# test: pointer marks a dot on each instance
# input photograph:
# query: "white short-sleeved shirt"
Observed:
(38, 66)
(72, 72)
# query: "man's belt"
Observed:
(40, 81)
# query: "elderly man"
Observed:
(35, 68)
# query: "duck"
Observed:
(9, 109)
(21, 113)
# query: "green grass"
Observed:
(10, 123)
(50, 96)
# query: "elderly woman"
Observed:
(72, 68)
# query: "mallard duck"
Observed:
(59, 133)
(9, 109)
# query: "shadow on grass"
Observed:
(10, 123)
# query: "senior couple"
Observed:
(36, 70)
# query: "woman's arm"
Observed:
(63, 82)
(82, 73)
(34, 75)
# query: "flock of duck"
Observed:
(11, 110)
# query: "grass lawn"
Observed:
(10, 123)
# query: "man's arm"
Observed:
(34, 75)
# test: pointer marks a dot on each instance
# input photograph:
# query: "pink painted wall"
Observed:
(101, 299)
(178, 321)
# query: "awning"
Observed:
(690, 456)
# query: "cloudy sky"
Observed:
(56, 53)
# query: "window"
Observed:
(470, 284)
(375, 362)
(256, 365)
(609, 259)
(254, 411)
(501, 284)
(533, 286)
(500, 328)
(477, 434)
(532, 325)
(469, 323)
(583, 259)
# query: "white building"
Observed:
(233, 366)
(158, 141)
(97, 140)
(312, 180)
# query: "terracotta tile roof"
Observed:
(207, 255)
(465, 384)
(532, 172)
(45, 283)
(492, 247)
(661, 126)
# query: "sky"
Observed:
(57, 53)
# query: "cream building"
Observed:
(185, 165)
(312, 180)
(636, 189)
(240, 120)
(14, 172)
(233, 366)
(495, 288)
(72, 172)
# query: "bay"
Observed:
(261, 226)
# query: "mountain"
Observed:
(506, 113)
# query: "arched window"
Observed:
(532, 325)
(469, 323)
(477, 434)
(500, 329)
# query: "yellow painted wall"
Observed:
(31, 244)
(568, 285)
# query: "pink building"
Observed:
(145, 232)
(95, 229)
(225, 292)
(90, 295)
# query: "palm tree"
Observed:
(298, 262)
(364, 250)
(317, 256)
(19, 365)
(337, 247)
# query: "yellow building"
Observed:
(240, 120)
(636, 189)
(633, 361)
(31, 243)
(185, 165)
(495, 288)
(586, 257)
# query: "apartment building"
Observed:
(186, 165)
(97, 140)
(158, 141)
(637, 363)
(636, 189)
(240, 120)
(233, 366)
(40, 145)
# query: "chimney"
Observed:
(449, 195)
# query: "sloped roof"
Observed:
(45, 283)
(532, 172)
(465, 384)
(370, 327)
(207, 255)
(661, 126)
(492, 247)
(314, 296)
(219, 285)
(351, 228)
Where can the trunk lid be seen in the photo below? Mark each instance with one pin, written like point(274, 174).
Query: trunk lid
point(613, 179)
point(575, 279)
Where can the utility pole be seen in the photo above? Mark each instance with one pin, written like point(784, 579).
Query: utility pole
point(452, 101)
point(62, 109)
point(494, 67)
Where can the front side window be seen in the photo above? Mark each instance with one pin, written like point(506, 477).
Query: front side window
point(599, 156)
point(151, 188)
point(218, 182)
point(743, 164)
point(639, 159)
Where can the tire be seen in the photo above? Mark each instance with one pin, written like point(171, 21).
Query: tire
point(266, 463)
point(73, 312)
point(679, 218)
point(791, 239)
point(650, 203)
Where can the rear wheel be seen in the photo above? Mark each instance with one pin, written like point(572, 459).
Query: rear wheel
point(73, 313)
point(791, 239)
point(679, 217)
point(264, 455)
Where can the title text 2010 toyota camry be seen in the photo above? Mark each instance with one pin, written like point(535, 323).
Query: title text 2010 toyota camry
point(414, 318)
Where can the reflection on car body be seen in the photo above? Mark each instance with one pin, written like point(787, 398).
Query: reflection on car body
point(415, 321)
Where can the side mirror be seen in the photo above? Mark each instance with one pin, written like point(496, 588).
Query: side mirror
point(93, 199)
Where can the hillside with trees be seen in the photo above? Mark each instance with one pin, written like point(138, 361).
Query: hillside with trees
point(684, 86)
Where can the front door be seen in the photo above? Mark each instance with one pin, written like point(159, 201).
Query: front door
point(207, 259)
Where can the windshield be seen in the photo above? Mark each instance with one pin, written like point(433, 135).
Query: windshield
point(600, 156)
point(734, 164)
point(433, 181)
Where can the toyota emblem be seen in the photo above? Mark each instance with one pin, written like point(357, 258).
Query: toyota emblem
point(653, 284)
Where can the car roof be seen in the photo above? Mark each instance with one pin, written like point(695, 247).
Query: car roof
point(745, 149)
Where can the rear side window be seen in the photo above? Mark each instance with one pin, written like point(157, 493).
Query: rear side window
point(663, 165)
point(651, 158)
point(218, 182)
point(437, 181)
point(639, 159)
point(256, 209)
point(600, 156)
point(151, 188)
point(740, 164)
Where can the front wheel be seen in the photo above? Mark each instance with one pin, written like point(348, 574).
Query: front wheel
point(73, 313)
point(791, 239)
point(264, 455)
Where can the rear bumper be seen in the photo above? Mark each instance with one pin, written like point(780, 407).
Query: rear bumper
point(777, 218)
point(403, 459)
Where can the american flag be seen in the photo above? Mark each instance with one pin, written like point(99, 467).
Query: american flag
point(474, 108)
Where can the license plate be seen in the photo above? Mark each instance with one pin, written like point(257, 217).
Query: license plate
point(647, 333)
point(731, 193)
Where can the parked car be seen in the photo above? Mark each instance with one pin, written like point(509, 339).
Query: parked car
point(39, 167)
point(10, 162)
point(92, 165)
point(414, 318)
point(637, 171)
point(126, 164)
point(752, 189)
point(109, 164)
☆ ☆ ☆ ☆ ☆
## WORK TO COMPLETE
Your answer must be the full set of entries, copied exactly.

## EXERCISE SOLUTION
# test: pointer marks a dot on each instance
# input photograph:
# query: "white short-sleeved shirt"
Observed:
(38, 66)
(72, 72)
# query: "man's belt"
Observed:
(40, 81)
# query: "elderly man"
Observed:
(35, 68)
# query: "duck"
Observed:
(9, 109)
(21, 113)
# query: "green grass"
Observed:
(10, 123)
(50, 96)
# query: "elderly woman"
Observed:
(72, 68)
# query: "mallard duck"
Observed:
(59, 133)
(9, 109)
# query: "shadow on grass"
Observed:
(10, 123)
# query: "senior couple"
Observed:
(36, 70)
# query: "woman's arm"
Observed:
(63, 82)
(82, 73)
(34, 75)
# query: "flock of duck"
Observed:
(11, 110)
# query: "grass lawn"
Observed:
(10, 123)
# query: "man's arm"
Observed:
(34, 75)
# test: pointer marks a dot on each instance
# input photograph:
# query: "pink painted wall"
Observed:
(101, 299)
(178, 321)
# query: "awning"
Observed:
(690, 456)
# query: "cloudy sky"
Observed:
(56, 53)
# query: "window"
Observed:
(470, 284)
(375, 362)
(256, 365)
(609, 259)
(254, 411)
(501, 284)
(533, 286)
(500, 328)
(477, 434)
(532, 325)
(469, 323)
(583, 259)
# query: "white building"
Observed:
(233, 366)
(158, 141)
(97, 140)
(312, 180)
# query: "terracotta tile roof"
Observed:
(207, 255)
(465, 384)
(532, 172)
(45, 283)
(492, 247)
(661, 126)
# query: "sky"
Observed:
(57, 53)
# query: "cream building"
Observed:
(185, 165)
(312, 180)
(636, 189)
(240, 120)
(14, 172)
(233, 366)
(495, 288)
(72, 172)
# query: "bay"
Observed:
(261, 226)
# query: "mountain"
Observed:
(506, 113)
# query: "arched window"
Observed:
(532, 325)
(469, 323)
(477, 434)
(500, 329)
# query: "yellow painted wall"
Observed:
(31, 244)
(568, 285)
# query: "pink building"
Observed:
(145, 232)
(95, 229)
(225, 292)
(90, 295)
# query: "palm tree"
Observed:
(298, 262)
(364, 250)
(317, 256)
(19, 365)
(337, 247)
# query: "yellow building"
Observed:
(240, 120)
(636, 189)
(633, 361)
(31, 243)
(185, 165)
(495, 288)
(586, 257)
# query: "apartment building"
Observed:
(186, 165)
(97, 140)
(158, 141)
(637, 363)
(636, 189)
(240, 120)
(233, 366)
(40, 145)
# query: "chimney"
Observed:
(449, 195)
# query: "sloped roof"
Observed:
(45, 283)
(532, 172)
(465, 384)
(370, 327)
(207, 255)
(661, 126)
(492, 247)
(314, 296)
(219, 285)
(351, 228)
Where can the trunk lid be seen in the photo below? Mark each instance with one pin, written like point(274, 174).
Query: trunk lid
point(613, 179)
point(575, 279)
Where can the utility pole be seen in the photo above? Mark each instance with one pin, written like point(784, 579).
Query: utility pole
point(452, 101)
point(62, 109)
point(494, 67)
Where can the front side window be seen in the photo above? Mark each instance with one pin, written like point(506, 477).
Query: front side window
point(599, 156)
point(151, 188)
point(218, 182)
point(743, 164)
point(639, 159)
Where can the tire be seen in the photo above? Mark each instance with one pin, written like point(171, 21).
Query: tire
point(266, 463)
point(73, 312)
point(679, 218)
point(791, 239)
point(650, 203)
Where can the rear wheel be seen in the photo above? Mark each instance with one pin, written like point(572, 459).
Query: rear wheel
point(73, 313)
point(791, 239)
point(679, 217)
point(264, 455)
Where can the title text 2010 toyota camry be seen in the photo above? Mark each instance with one pin, written like point(535, 323).
Query: title text 2010 toyota camry
point(414, 318)
Where can the reflection on car body be seen in the photo above? Mark each instance with one pin, written like point(787, 398).
Query: reflection on car body
point(415, 321)
Where can the side mirror be seen in the photo above? Mark each instance with one pin, written like point(496, 588).
Query: side mirror
point(93, 199)
Where can the hillside with trees be seen in the photo above? Mark each instance with one pin, written like point(138, 361).
Query: hillside with trees
point(684, 86)
Where can the front door be seen in the photo above? Mark each instance with one pin, written like point(159, 201).
Query: front door
point(207, 259)
Where can the windshield be seen in the photo above? Mark each instance with one pin, written like point(433, 135).
Query: windshield
point(600, 156)
point(734, 164)
point(433, 181)
Where can the toyota emblem be seen in the photo above? Mark each instance with one pin, written like point(357, 258).
Query: toyota emblem
point(653, 284)
Where can the car roof be seen in the photo above? Mark each instance with one pin, written like point(695, 247).
Query: car roof
point(745, 149)
Where can the rear side window be seen in the photo above? Mark each instance with one pin, written like point(157, 493).
Query: rear side window
point(663, 165)
point(651, 158)
point(218, 182)
point(437, 181)
point(639, 159)
point(256, 209)
point(600, 156)
point(151, 188)
point(740, 164)
Where can the front wheel be seen in the photo above? Mark each instance with one pin, written like point(348, 574).
Query: front wheel
point(73, 313)
point(791, 239)
point(264, 455)
Where can the rear bumper be seen in the photo above? Mark each instance with one pin, written like point(780, 407).
Query: rear bumper
point(777, 218)
point(403, 459)
Where can the american flag be seen in the photo above? Mark each instance with one pin, written like point(99, 467).
Query: american flag
point(474, 108)
Where can the license plate be seen in the photo above? Mark each instance with one pin, written like point(257, 217).
Query: license plate
point(647, 333)
point(731, 193)
Where can the parked car be seen in the photo above? Mark each instance with one pin, written like point(509, 339).
Query: parked car
point(39, 167)
point(10, 162)
point(92, 165)
point(414, 318)
point(637, 171)
point(126, 164)
point(752, 189)
point(109, 164)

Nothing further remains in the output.